▶ **Data supplied**:
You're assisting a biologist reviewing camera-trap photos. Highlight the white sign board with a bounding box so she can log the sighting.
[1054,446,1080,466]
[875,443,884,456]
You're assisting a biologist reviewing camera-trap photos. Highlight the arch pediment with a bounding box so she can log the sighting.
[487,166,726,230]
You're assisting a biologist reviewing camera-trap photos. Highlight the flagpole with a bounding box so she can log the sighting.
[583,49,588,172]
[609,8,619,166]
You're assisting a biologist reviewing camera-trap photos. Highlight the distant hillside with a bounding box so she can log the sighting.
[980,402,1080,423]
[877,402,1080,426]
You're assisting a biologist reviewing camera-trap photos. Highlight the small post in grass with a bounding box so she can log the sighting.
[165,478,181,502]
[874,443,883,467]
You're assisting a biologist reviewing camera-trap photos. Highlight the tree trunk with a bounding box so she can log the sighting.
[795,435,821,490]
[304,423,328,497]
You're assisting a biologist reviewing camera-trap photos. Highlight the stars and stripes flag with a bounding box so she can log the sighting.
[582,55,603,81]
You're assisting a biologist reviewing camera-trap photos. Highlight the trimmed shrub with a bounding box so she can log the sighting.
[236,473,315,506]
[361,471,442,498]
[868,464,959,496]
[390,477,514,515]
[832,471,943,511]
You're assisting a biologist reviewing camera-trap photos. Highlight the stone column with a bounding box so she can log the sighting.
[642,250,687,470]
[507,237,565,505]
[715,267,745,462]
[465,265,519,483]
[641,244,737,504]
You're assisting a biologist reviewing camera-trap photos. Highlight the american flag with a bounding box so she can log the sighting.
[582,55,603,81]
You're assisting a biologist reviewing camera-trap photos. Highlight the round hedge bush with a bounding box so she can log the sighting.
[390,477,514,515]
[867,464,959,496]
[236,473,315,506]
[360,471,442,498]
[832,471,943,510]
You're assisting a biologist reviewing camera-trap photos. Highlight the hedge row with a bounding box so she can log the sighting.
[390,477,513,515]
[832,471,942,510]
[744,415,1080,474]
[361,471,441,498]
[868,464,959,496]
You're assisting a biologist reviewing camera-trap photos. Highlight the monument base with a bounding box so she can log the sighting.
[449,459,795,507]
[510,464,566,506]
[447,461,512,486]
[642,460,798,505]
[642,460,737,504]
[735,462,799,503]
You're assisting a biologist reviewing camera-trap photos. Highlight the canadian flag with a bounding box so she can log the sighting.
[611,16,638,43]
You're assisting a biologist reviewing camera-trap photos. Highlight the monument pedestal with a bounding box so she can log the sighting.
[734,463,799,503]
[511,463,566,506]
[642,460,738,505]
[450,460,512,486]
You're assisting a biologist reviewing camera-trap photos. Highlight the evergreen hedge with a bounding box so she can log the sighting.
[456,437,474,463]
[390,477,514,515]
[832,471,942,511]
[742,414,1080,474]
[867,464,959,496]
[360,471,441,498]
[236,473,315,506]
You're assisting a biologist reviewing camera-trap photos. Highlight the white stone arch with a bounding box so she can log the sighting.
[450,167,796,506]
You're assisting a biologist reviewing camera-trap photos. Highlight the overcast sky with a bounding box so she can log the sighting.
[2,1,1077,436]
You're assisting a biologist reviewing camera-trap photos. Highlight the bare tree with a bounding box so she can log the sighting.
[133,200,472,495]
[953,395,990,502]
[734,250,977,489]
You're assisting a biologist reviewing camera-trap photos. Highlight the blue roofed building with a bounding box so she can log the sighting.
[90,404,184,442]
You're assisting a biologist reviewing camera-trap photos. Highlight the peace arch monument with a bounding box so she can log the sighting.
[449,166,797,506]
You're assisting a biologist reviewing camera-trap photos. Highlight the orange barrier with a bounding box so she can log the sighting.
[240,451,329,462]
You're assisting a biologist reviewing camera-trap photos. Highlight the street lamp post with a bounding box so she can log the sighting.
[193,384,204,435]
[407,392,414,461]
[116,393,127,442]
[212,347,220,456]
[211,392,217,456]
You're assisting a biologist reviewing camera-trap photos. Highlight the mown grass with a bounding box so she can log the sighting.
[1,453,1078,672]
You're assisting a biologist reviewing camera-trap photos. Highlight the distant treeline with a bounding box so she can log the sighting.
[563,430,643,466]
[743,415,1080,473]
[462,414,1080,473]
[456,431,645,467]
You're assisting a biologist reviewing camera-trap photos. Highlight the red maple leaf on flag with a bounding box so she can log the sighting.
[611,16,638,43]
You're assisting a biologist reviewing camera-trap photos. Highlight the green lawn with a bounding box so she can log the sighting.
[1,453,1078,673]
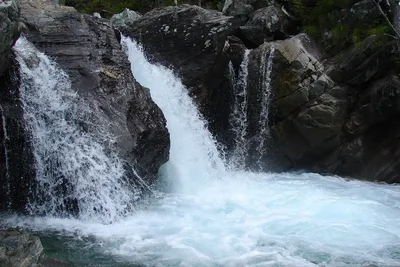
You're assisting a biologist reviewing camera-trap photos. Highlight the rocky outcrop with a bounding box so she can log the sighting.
[0,0,20,77]
[244,32,400,183]
[0,231,43,267]
[19,0,170,184]
[110,8,141,32]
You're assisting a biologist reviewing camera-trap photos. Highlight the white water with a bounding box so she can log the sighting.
[3,37,400,267]
[14,37,139,222]
[122,37,226,193]
[256,45,275,165]
[228,50,250,169]
[0,106,11,208]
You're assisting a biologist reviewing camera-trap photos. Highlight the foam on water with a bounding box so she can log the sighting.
[3,173,400,266]
[2,37,400,267]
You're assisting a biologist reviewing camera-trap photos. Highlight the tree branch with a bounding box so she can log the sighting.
[373,0,400,39]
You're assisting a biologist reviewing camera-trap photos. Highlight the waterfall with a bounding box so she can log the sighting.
[122,37,226,192]
[2,36,400,267]
[228,50,250,169]
[0,107,11,209]
[14,37,139,223]
[256,45,275,165]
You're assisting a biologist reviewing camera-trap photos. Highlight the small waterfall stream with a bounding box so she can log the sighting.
[0,106,11,208]
[228,49,250,168]
[256,45,275,165]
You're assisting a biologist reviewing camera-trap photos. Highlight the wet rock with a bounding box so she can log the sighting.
[0,0,20,77]
[0,58,36,212]
[0,231,43,267]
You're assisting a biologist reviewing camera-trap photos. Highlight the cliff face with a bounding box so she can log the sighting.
[113,0,400,183]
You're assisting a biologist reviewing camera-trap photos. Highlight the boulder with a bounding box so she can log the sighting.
[0,0,20,77]
[222,0,254,24]
[0,231,43,267]
[240,4,292,46]
[110,8,141,32]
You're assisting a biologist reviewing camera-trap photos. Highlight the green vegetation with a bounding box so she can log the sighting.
[65,0,222,15]
[64,0,392,49]
[290,0,391,49]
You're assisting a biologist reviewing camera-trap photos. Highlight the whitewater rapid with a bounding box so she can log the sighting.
[2,37,400,267]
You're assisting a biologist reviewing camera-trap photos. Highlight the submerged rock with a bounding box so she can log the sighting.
[0,231,43,267]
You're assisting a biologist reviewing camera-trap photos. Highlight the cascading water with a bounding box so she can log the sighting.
[2,37,400,267]
[228,50,250,169]
[122,37,226,193]
[0,106,11,208]
[256,45,275,165]
[14,37,140,222]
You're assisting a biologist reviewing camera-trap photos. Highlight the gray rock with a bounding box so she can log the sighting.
[0,0,19,77]
[222,0,254,24]
[110,8,141,32]
[240,5,292,46]
[0,231,43,267]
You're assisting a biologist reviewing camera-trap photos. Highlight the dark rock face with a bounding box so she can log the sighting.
[245,33,400,183]
[19,0,170,185]
[0,0,20,77]
[0,0,34,212]
[0,231,43,267]
[0,58,36,212]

▶ **Problem requirements**: A faithful copy of the lines from the line containing "Highlight the cascading" to the end of the data should be set down, both ends included, and nothing more.

▶ **Completed exercise**:
You're assisting a biologist reviewing camera-trap photos. Highlight the cascading water with a bounding box so she can log the sighting.
[2,37,400,267]
[228,50,250,169]
[122,37,226,193]
[0,106,11,208]
[256,45,275,165]
[14,37,140,222]
You're assisting a biologist reviewing camera-trap photos. Highlight the gray rock with a bounding box so she can log the sighting.
[0,0,19,77]
[222,0,254,24]
[110,8,141,32]
[240,5,292,46]
[0,231,43,267]
You're assisting a biologist reviewing camera-trap photos. Highlight the dark rock face with a bounding box so she can log the sighting.
[245,33,400,183]
[19,0,170,185]
[0,0,20,77]
[0,0,34,212]
[0,231,43,267]
[0,58,36,212]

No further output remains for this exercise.